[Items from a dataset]
-------------------------
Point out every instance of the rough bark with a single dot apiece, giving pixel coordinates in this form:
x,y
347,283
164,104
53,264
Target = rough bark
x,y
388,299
-------------------------
**WORK INSTRUCTION:** What is needed is a word-for-word copy of the records.

**TASK RESPONSE:**
Point out every instance of the rough bark with a single dot apiece, giving pixel coordinates in this form:
x,y
347,283
164,104
53,264
Target = rough bark
x,y
388,299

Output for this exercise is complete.